**Reading text**
##############################
I just cant get over this fact when it comes to retuning / chipping

IF this was 100% safe
IF this was 100% reliable
IF this was 100% foolproof
IF this was 100% guaranteed to cause no problems in any circumstances

would not the manufacturers do it themselves to boast how their engines were more efficient / had more power / had more torque / had better MPG than all their competitors?

And since they dont I think it must be because the above is not true, have they secretly produced super engines and purposely chose not to pass the benefits on to the end user?


----------



## EuropeanCampers

Tezmcd said:


> I just cant get over this fact when it comes to retuning / chipping
> 
> IF this was 100% safe
> IF this was 100% reliable
> IF this was 100% foolproof
> IF this was 100% guaranteed to cause no problems in any circumstances
> 
> would not the manufacturers do it themselves to boast how their engines were more efficient / had more power / had more torque / had better MPG than all their competitors?
##############################
**Data listing**

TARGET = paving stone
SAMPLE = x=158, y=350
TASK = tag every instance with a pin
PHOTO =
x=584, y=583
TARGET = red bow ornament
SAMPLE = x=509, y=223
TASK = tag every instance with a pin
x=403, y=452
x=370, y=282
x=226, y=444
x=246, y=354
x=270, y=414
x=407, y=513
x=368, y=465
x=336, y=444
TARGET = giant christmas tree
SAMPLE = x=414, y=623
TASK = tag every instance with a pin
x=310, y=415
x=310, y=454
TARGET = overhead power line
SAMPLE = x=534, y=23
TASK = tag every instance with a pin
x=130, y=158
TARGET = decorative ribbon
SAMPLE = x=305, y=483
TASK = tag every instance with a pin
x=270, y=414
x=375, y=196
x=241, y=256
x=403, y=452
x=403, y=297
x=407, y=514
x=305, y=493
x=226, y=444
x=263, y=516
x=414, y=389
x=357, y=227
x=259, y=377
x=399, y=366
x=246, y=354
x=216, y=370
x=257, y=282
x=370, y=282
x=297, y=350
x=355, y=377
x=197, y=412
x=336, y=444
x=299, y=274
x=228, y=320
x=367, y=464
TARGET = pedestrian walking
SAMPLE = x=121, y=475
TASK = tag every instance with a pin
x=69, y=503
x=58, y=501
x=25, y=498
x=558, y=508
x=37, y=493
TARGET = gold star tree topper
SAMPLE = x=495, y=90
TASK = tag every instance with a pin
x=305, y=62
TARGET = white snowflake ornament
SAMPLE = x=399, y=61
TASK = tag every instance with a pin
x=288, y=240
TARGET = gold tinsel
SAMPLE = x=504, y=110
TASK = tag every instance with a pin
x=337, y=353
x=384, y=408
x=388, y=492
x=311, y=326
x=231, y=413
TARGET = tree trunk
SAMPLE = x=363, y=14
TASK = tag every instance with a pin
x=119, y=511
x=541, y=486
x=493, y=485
##############################
**Things to do**
#1 In the forum thread on engine retuning, which member does the EuropeanCampers reply quote?
#2 Reproduce the engine-chipping thread from "And since they" up to and including "the end user?", substituting "high-output engines" for "super engines".
#3 Continue the forum thread on engine chipping from the point where it stops.

**Results for each task**
#1 Tezmcd

#2
And since they dont I think it must be because the above is not true, have they secretly produced high-output engines and purposely chose not to pass the benefits on to the end user?

#3
> 
> And since they dont I think it must be because the above is not true, have they secretly produced super engines and purposely chose not to pass the benefits on to the end user?


There are instances where manufacturers have 2 or even 3 versions of the same engine, each with an increasingly higher power/torque fiqure. In most cases, this is simply achieved by remapping, nothing else. So there is certainly a manufacturer precedent for it.

Some would argue that there is more scope for mapping in commercial vehicles as the engines are not in as high a state of tune to start with. My Fiat 2.8jtd is 127hp as standard which, whilst decent for a commercial, is not exactly "tuned" My Merc road car is a 2.2 diesel and has over 180hp standard. Apples and pears of course but it kind of makes the point.


----------



## tinkering

*remap*

Read DTUK disclaimer on there webb site

http;//www.diesel-performance.co.uk/

Paragraphs 1/10/12 Look before you leap 8O

Take care Les :wink:


----------



## SaddleTramp

I am also looking at either re chipping or re mapping, Mine is on a Nissan Navara, I may leave it until I get to Greece next year as on mainland Greece the Nissan agents actually do a re mapping by Nissan and it keeps all warranties etc.

They state that the engines are better after re map as before the chips are programmed for the European legislation.

I questioned that as Greece are in the EU what difference is it ?, My reply, Yes but nobody here is bothered. How Very True.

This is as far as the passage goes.